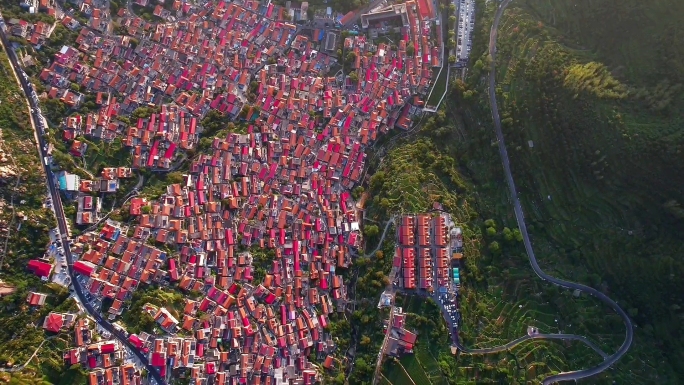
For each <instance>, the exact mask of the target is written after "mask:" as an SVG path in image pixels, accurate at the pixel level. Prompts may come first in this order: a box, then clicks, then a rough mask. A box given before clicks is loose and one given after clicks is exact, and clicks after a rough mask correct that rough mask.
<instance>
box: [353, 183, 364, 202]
mask: <svg viewBox="0 0 684 385" xmlns="http://www.w3.org/2000/svg"><path fill="white" fill-rule="evenodd" d="M364 191H365V190H364V188H363V186H356V187H355V188H354V189H353V190H352V198H354V200H355V201H356V200H359V198H361V195H363V192H364Z"/></svg>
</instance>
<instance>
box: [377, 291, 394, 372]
mask: <svg viewBox="0 0 684 385" xmlns="http://www.w3.org/2000/svg"><path fill="white" fill-rule="evenodd" d="M390 285H391V283H390ZM392 298H393V299H392V304H391V306H390V318H389V321H388V323H387V329H386V330H385V338H384V339H383V340H382V346H381V347H380V352H379V353H378V360H377V361H376V362H375V372H373V384H377V383H378V381H380V373H381V372H382V357H384V356H385V354H387V341H389V336H390V331H391V330H392V322H394V296H393V297H392Z"/></svg>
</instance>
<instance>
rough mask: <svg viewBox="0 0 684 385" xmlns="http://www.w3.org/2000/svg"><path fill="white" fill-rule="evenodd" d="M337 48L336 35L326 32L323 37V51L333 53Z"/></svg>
mask: <svg viewBox="0 0 684 385" xmlns="http://www.w3.org/2000/svg"><path fill="white" fill-rule="evenodd" d="M336 46H337V34H335V33H334V32H328V33H327V34H326V36H325V50H326V51H334V50H335V47H336Z"/></svg>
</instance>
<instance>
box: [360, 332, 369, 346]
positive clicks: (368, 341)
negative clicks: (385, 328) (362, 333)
mask: <svg viewBox="0 0 684 385" xmlns="http://www.w3.org/2000/svg"><path fill="white" fill-rule="evenodd" d="M370 342H371V340H370V337H368V336H366V335H363V336H361V342H360V344H361V346H368V345H370Z"/></svg>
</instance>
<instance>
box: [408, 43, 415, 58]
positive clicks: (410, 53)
mask: <svg viewBox="0 0 684 385" xmlns="http://www.w3.org/2000/svg"><path fill="white" fill-rule="evenodd" d="M415 54H416V47H415V46H414V45H413V43H409V45H408V46H407V47H406V56H415Z"/></svg>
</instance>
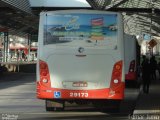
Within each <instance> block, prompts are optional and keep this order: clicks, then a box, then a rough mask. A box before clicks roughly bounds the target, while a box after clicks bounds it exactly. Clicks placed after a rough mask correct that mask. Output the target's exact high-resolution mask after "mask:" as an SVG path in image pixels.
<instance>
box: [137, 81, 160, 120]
mask: <svg viewBox="0 0 160 120" xmlns="http://www.w3.org/2000/svg"><path fill="white" fill-rule="evenodd" d="M134 114H141V115H144V114H145V115H151V114H153V115H159V119H160V80H159V79H157V80H152V81H151V84H150V89H149V93H148V94H146V93H143V89H142V86H141V89H140V94H139V97H138V99H137V103H136V108H135V110H134Z"/></svg>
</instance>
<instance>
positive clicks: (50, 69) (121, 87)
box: [37, 10, 125, 111]
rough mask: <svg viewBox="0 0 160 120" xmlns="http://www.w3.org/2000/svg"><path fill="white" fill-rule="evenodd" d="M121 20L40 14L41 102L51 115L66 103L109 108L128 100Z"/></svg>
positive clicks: (93, 16) (61, 108)
mask: <svg viewBox="0 0 160 120" xmlns="http://www.w3.org/2000/svg"><path fill="white" fill-rule="evenodd" d="M123 40H124V39H123V24H122V16H121V15H120V14H119V13H115V12H106V11H103V12H102V11H95V10H67V11H50V12H42V13H41V14H40V23H39V38H38V42H39V45H38V62H37V97H38V98H39V99H44V100H46V110H47V111H49V110H57V109H60V110H62V109H64V106H66V102H67V103H77V104H86V103H92V104H93V105H95V106H96V105H97V106H101V107H108V106H107V105H108V102H109V103H110V102H113V103H115V104H113V105H115V106H118V104H119V103H120V101H121V100H122V99H123V98H124V89H125V83H124V82H125V79H124V77H125V76H124V46H123V45H124V41H123Z"/></svg>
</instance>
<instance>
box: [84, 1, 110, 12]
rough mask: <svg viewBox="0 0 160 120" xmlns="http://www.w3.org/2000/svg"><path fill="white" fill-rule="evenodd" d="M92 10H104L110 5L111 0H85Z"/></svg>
mask: <svg viewBox="0 0 160 120" xmlns="http://www.w3.org/2000/svg"><path fill="white" fill-rule="evenodd" d="M86 1H87V2H88V3H89V4H90V6H91V7H92V8H93V9H98V10H100V9H105V7H106V6H107V5H109V4H110V3H111V1H112V0H86Z"/></svg>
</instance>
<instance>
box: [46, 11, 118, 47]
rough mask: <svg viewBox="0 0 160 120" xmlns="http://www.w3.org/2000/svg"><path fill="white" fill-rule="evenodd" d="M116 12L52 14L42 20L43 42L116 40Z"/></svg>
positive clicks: (50, 43)
mask: <svg viewBox="0 0 160 120" xmlns="http://www.w3.org/2000/svg"><path fill="white" fill-rule="evenodd" d="M117 29H118V27H117V14H54V15H47V16H46V19H45V22H44V44H45V45H47V44H56V43H63V44H65V43H68V42H75V41H83V40H87V41H88V43H91V42H93V41H94V42H95V41H96V42H97V41H98V42H99V41H101V42H100V43H102V44H103V45H105V44H108V42H110V43H116V41H117Z"/></svg>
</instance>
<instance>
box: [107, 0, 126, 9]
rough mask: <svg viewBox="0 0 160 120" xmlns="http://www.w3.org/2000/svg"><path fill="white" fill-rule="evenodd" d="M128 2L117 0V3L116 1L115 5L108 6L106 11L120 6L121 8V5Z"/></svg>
mask: <svg viewBox="0 0 160 120" xmlns="http://www.w3.org/2000/svg"><path fill="white" fill-rule="evenodd" d="M127 1H128V0H117V1H116V2H115V1H114V2H113V4H111V5H108V6H106V8H105V9H106V10H107V9H110V8H116V7H118V6H120V5H121V4H123V3H125V2H127Z"/></svg>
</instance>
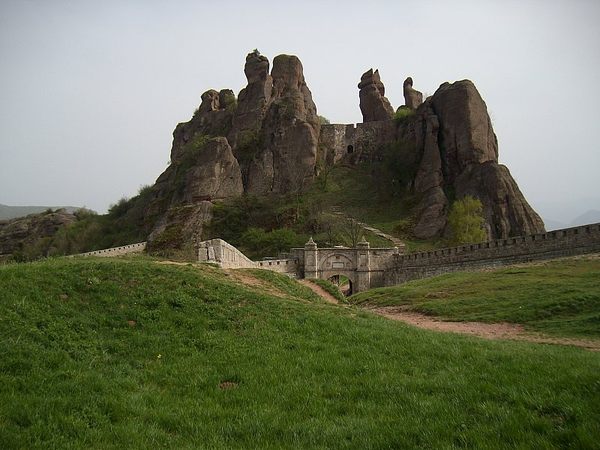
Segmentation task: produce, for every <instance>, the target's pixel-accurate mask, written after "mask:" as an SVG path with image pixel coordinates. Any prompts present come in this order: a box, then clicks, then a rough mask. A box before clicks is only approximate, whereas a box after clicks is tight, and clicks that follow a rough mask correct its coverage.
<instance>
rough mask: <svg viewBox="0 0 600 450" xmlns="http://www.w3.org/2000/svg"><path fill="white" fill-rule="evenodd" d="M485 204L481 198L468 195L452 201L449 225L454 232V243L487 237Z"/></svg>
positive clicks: (451, 230)
mask: <svg viewBox="0 0 600 450" xmlns="http://www.w3.org/2000/svg"><path fill="white" fill-rule="evenodd" d="M484 224H485V219H484V218H483V205H482V204H481V200H479V199H476V198H473V197H471V196H470V195H466V196H465V197H463V198H461V199H460V200H456V201H455V202H454V203H452V207H451V208H450V213H449V214H448V225H449V226H450V231H451V233H452V240H451V243H452V244H466V243H471V242H482V241H485V240H486V239H487V233H486V231H485V229H484Z"/></svg>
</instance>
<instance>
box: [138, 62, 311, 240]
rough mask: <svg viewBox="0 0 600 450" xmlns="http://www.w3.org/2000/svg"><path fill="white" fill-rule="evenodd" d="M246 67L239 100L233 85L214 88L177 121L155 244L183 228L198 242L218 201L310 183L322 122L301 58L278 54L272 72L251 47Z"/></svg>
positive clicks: (156, 203)
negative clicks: (213, 209) (177, 122)
mask: <svg viewBox="0 0 600 450" xmlns="http://www.w3.org/2000/svg"><path fill="white" fill-rule="evenodd" d="M244 73H245V74H246V78H247V79H248V84H247V86H246V87H245V88H244V89H242V90H241V92H240V94H239V96H238V99H237V101H236V99H235V96H234V95H233V92H232V91H230V90H222V91H220V92H217V91H215V90H212V89H211V90H208V91H206V92H205V93H203V94H202V96H201V100H202V102H201V104H200V106H199V107H198V109H197V111H196V112H195V114H194V116H193V117H192V119H191V120H190V121H189V122H186V123H182V124H179V125H178V126H177V127H176V129H175V131H174V133H173V146H172V149H171V165H170V166H169V167H168V168H167V169H166V170H165V172H164V173H163V174H161V175H160V176H159V177H158V179H157V181H156V184H155V185H154V186H153V188H152V194H153V201H152V202H151V203H150V205H149V207H148V208H147V217H148V220H149V221H152V222H153V223H155V226H154V229H153V231H152V233H151V234H150V238H149V248H150V249H153V248H154V249H156V248H157V243H160V242H161V240H165V239H164V237H165V236H170V235H172V234H177V233H178V234H179V235H182V236H185V237H186V239H189V240H191V241H194V242H196V241H198V239H199V236H200V235H201V233H202V223H203V221H205V220H208V219H210V217H211V214H210V210H211V205H212V203H211V202H212V201H214V200H222V199H227V198H234V197H237V196H240V195H242V194H243V193H244V192H248V193H252V194H259V195H262V194H270V193H276V194H286V193H289V192H296V191H299V190H302V189H304V188H306V187H307V186H308V185H309V184H310V183H311V182H312V180H313V178H314V176H315V166H316V158H317V146H318V141H319V130H320V124H319V119H318V116H317V109H316V106H315V104H314V102H313V100H312V95H311V92H310V90H309V88H308V86H307V84H306V81H305V79H304V74H303V68H302V63H301V62H300V60H299V59H298V58H297V57H296V56H289V55H279V56H277V57H276V58H275V59H274V60H273V69H272V72H271V74H269V61H268V59H267V58H266V57H265V56H262V55H260V53H258V51H253V52H251V53H250V54H248V56H247V57H246V64H245V67H244ZM173 230H176V231H177V233H175V231H173ZM190 233H191V234H190Z"/></svg>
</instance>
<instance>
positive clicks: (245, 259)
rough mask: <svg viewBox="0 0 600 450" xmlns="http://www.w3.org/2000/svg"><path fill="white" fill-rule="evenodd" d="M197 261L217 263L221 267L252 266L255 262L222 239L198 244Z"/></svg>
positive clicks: (254, 265)
mask: <svg viewBox="0 0 600 450" xmlns="http://www.w3.org/2000/svg"><path fill="white" fill-rule="evenodd" d="M198 261H199V262H208V263H214V264H218V265H219V266H220V267H222V268H223V269H243V268H254V267H256V263H255V262H254V261H252V260H250V259H249V258H248V257H246V255H244V254H243V253H242V252H240V251H239V250H238V249H237V248H235V247H234V246H233V245H231V244H229V243H227V242H225V241H224V240H223V239H210V240H208V241H202V242H200V244H198Z"/></svg>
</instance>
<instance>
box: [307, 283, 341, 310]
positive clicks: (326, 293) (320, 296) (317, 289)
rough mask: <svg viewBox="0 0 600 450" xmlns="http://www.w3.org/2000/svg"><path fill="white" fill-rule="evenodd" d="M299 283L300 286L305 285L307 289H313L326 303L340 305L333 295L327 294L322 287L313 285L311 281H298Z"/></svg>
mask: <svg viewBox="0 0 600 450" xmlns="http://www.w3.org/2000/svg"><path fill="white" fill-rule="evenodd" d="M298 282H299V283H300V284H303V285H304V286H306V287H307V288H309V289H311V290H312V291H313V292H314V293H315V294H317V295H319V296H320V297H321V298H322V299H323V300H325V301H326V302H328V303H333V304H336V305H337V304H338V303H339V302H338V301H337V298H335V297H334V296H333V295H331V294H330V293H329V292H327V291H326V290H325V289H323V288H322V287H321V286H319V285H317V284H315V283H311V282H310V281H308V280H305V279H301V280H298Z"/></svg>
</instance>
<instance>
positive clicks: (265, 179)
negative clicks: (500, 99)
mask: <svg viewBox="0 0 600 450" xmlns="http://www.w3.org/2000/svg"><path fill="white" fill-rule="evenodd" d="M271 76H272V78H273V90H272V97H271V101H270V104H269V107H268V110H267V113H266V115H265V118H264V121H263V124H262V129H261V131H260V138H261V143H262V148H261V149H259V151H258V152H257V155H256V158H255V159H254V160H252V161H251V163H250V166H249V172H248V183H247V186H246V190H247V192H251V193H256V194H266V193H277V194H284V193H287V192H295V191H300V190H303V189H304V188H305V187H307V186H308V185H309V184H310V182H311V181H312V179H313V177H314V172H315V163H316V157H317V145H318V140H319V130H320V124H319V119H318V117H317V108H316V106H315V104H314V102H313V100H312V94H311V92H310V90H309V89H308V86H307V85H306V81H305V80H304V74H303V68H302V63H301V62H300V60H299V59H298V58H297V57H296V56H289V55H279V56H277V57H276V58H275V59H274V60H273V70H272V72H271Z"/></svg>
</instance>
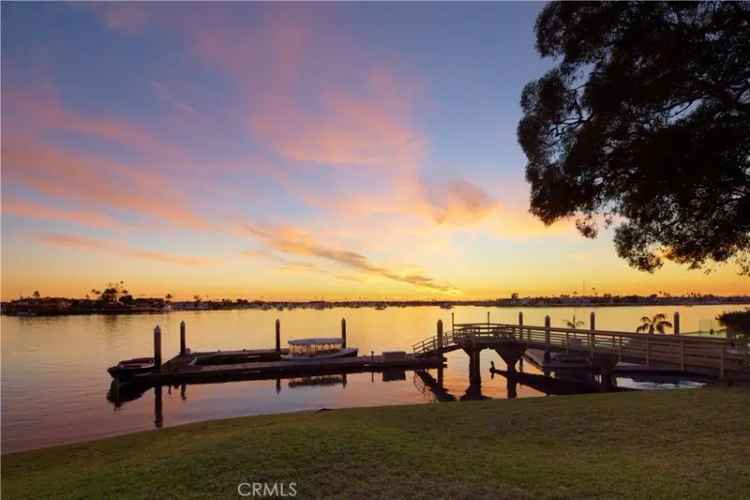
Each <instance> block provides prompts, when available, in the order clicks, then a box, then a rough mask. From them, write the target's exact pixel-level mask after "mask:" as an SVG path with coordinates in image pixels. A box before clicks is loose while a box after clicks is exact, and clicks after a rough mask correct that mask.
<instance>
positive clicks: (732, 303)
mask: <svg viewBox="0 0 750 500" xmlns="http://www.w3.org/2000/svg"><path fill="white" fill-rule="evenodd" d="M139 301H144V302H147V301H151V302H152V303H154V304H153V305H148V306H135V307H134V306H129V305H125V304H119V303H100V302H98V301H92V300H85V299H83V300H82V299H67V298H43V299H22V300H18V301H12V302H3V303H2V307H1V309H0V313H2V315H6V316H19V317H36V316H82V315H97V314H98V315H107V316H111V315H120V314H123V315H131V314H164V313H169V312H177V311H227V310H247V309H250V310H264V311H267V310H279V311H283V310H294V309H314V310H325V309H361V308H368V309H377V310H386V309H388V308H404V307H440V308H442V309H447V310H450V309H453V308H454V307H484V308H545V307H547V308H550V307H553V308H559V307H587V308H599V307H644V306H648V307H650V306H666V307H674V306H684V307H692V306H711V305H731V306H742V305H747V306H750V297H748V296H732V297H716V296H709V297H705V296H702V297H656V298H654V297H643V296H637V295H629V296H612V297H534V298H523V299H521V298H519V299H496V300H464V301H425V300H414V301H247V300H243V299H239V300H235V301H230V300H227V299H225V300H223V301H198V302H195V301H189V302H186V301H175V302H165V301H164V300H163V299H139Z"/></svg>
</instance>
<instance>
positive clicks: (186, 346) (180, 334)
mask: <svg viewBox="0 0 750 500" xmlns="http://www.w3.org/2000/svg"><path fill="white" fill-rule="evenodd" d="M185 354H187V342H186V341H185V322H184V321H180V356H184V355H185Z"/></svg>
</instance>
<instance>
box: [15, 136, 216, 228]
mask: <svg viewBox="0 0 750 500" xmlns="http://www.w3.org/2000/svg"><path fill="white" fill-rule="evenodd" d="M2 160H3V174H4V177H5V178H4V179H3V182H4V183H6V182H11V183H17V184H21V185H24V186H27V187H31V188H33V189H36V190H38V191H40V192H43V193H45V194H47V195H51V196H55V197H57V198H60V199H65V200H72V201H75V202H78V203H84V204H92V205H95V206H105V207H111V208H115V209H119V210H127V211H130V212H135V213H138V214H141V215H147V216H150V217H155V218H158V219H163V220H164V221H166V222H171V223H173V224H176V225H179V226H182V227H190V228H194V229H207V228H208V223H207V222H206V221H205V219H204V218H203V217H201V216H199V215H197V214H195V213H193V212H192V211H191V210H190V209H188V208H186V207H185V203H184V202H183V200H181V199H180V196H179V195H177V194H176V193H173V192H172V191H171V190H170V189H169V182H168V181H167V179H166V178H164V177H162V176H160V175H159V174H156V173H154V172H146V171H143V170H138V169H135V168H133V167H128V166H126V165H122V164H119V163H117V162H114V161H112V160H109V159H107V158H99V157H96V156H93V155H86V154H82V153H75V152H71V151H67V150H64V149H60V148H56V147H53V146H49V145H47V144H43V143H39V142H37V141H34V140H29V139H20V138H17V137H9V138H6V139H5V140H4V141H3V145H2Z"/></svg>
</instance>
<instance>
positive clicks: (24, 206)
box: [2, 198, 122, 229]
mask: <svg viewBox="0 0 750 500" xmlns="http://www.w3.org/2000/svg"><path fill="white" fill-rule="evenodd" d="M2 211H3V213H4V214H10V215H15V216H18V217H24V218H31V219H43V220H51V221H60V222H72V223H74V224H79V225H82V226H88V227H92V228H96V229H111V228H115V227H120V226H122V223H121V222H120V221H118V220H117V219H115V218H114V217H111V216H109V215H106V214H103V213H98V212H90V211H85V210H65V209H61V208H57V207H55V208H53V207H50V206H47V205H41V204H39V203H33V202H29V201H23V200H13V199H11V200H9V199H7V198H4V199H3V201H2Z"/></svg>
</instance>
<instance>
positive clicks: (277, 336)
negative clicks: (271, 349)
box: [276, 318, 281, 353]
mask: <svg viewBox="0 0 750 500" xmlns="http://www.w3.org/2000/svg"><path fill="white" fill-rule="evenodd" d="M276 352H279V353H280V352H281V321H279V320H278V318H277V319H276Z"/></svg>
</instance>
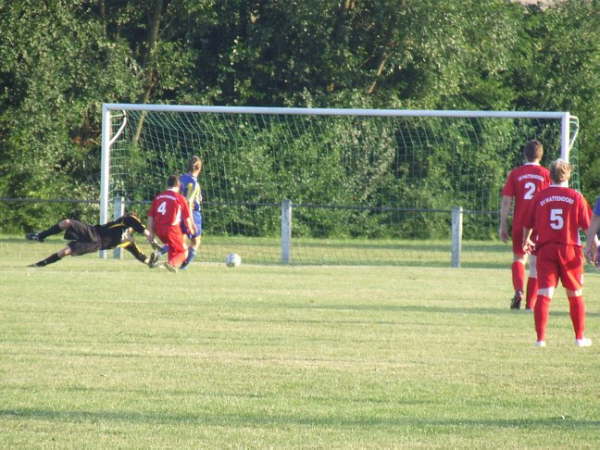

┄┄┄┄┄┄

Exercise: Taking the entries above, print exactly the lines starting at the line with "positive clicks: (245, 259)" and ending at the line with "261L217 263L221 267L252", both included.

Answer box:
positive clicks: (245, 259)
rough mask: <svg viewBox="0 0 600 450" xmlns="http://www.w3.org/2000/svg"><path fill="white" fill-rule="evenodd" d="M197 261L217 263L221 267L252 266L255 262L222 239L198 244Z"/></svg>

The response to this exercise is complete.